THE REQUEST
Copy the records below word for word, including every line, but omit the pictures from your copy.

::::::::::

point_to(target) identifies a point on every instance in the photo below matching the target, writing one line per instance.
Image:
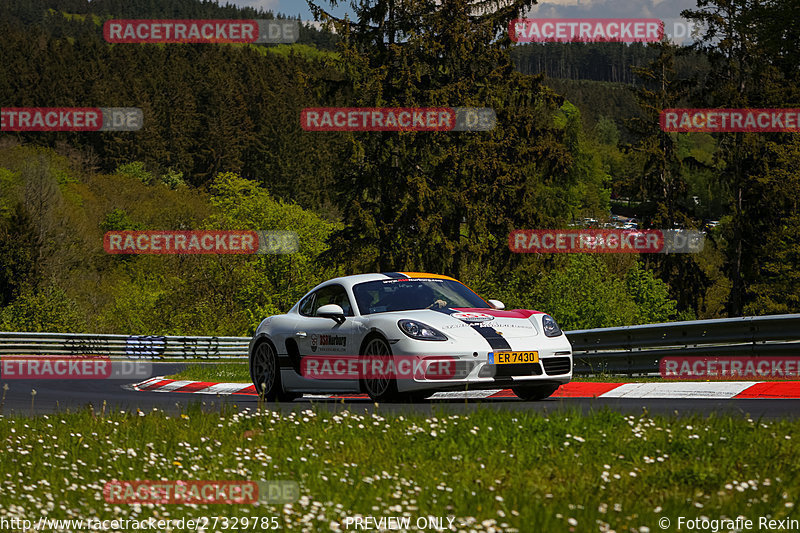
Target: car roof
(349, 281)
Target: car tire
(384, 388)
(265, 374)
(533, 393)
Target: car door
(319, 337)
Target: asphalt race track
(61, 395)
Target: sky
(662, 9)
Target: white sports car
(403, 336)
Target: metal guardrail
(126, 346)
(621, 350)
(638, 349)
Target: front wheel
(380, 382)
(532, 393)
(266, 375)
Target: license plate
(513, 358)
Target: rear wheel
(380, 382)
(265, 374)
(534, 392)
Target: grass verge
(491, 471)
(238, 373)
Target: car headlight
(551, 329)
(420, 331)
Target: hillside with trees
(222, 147)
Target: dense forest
(222, 147)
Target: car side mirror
(497, 304)
(332, 311)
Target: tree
(438, 201)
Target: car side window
(332, 294)
(306, 306)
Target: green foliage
(651, 296)
(173, 179)
(136, 170)
(49, 309)
(118, 220)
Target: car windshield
(404, 294)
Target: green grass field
(492, 471)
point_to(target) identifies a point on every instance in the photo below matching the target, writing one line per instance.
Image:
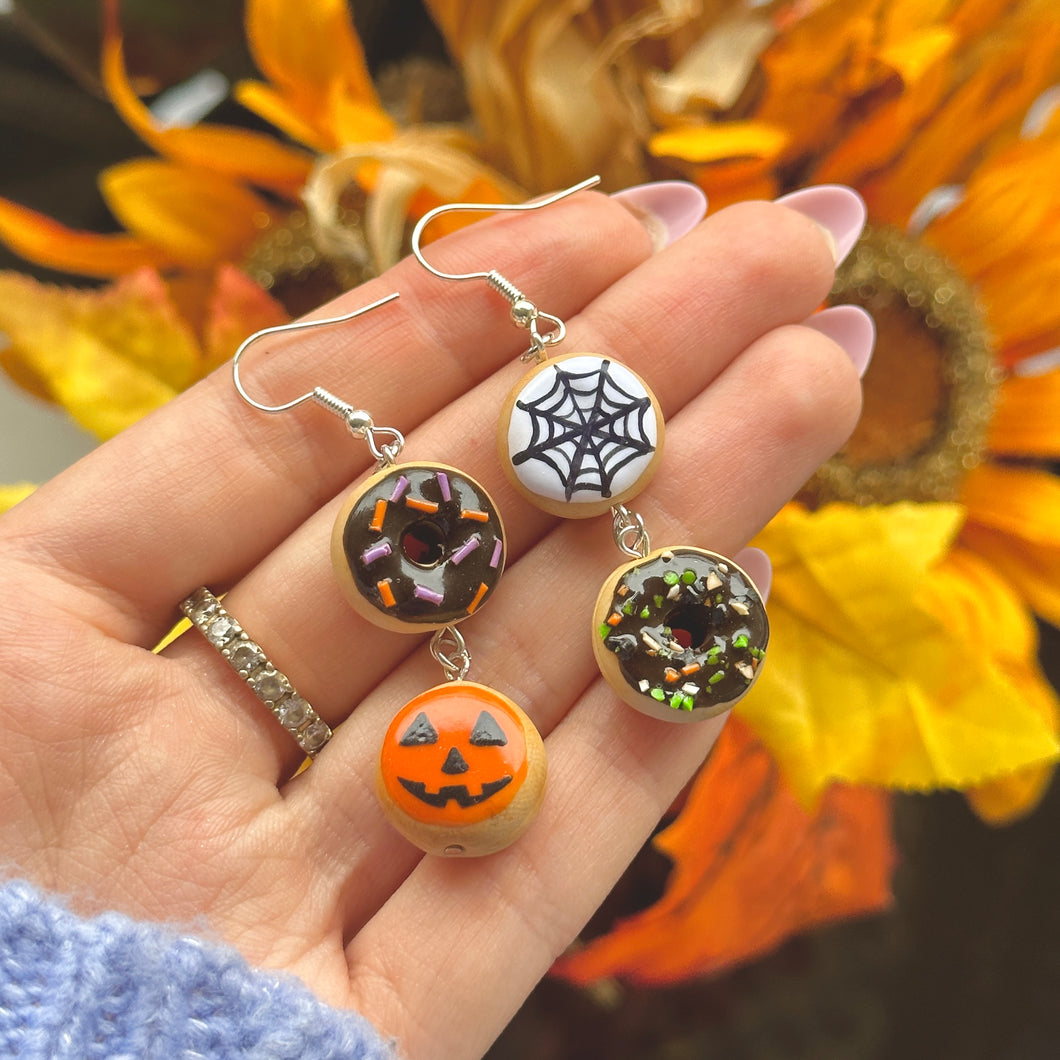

::::::::::

FULL RESPONSE
point_to(target) identifies a point on every instance in the photo below matching the target, writing one line per instance.
Image:
Target: car roof
(349, 281)
Target: car tire
(384, 388)
(265, 374)
(533, 393)
Target: car door
(319, 337)
Target: asphalt race track
(61, 395)
Target: sky
(662, 9)
Target: white sports car
(403, 336)
Target: metal guardrail
(126, 346)
(621, 350)
(638, 349)
Target: front wheel
(380, 382)
(532, 393)
(266, 375)
Target: license plate
(513, 358)
Target: rear wheel
(380, 382)
(265, 374)
(534, 392)
Target: grass verge
(491, 471)
(238, 373)
Target: car headlight
(551, 329)
(420, 331)
Target: hillside with trees
(222, 147)
Target: dense forest
(222, 147)
Target: car side mirror
(497, 304)
(332, 311)
Target: tree
(438, 201)
Target: car side window
(332, 294)
(306, 306)
Target: green foliage
(651, 296)
(173, 179)
(136, 170)
(49, 309)
(118, 220)
Target: car windshield
(404, 294)
Target: green grass field
(492, 471)
point_to(target) identifies a point on every instance in the photo below matching the target, writing one line per instance.
Image:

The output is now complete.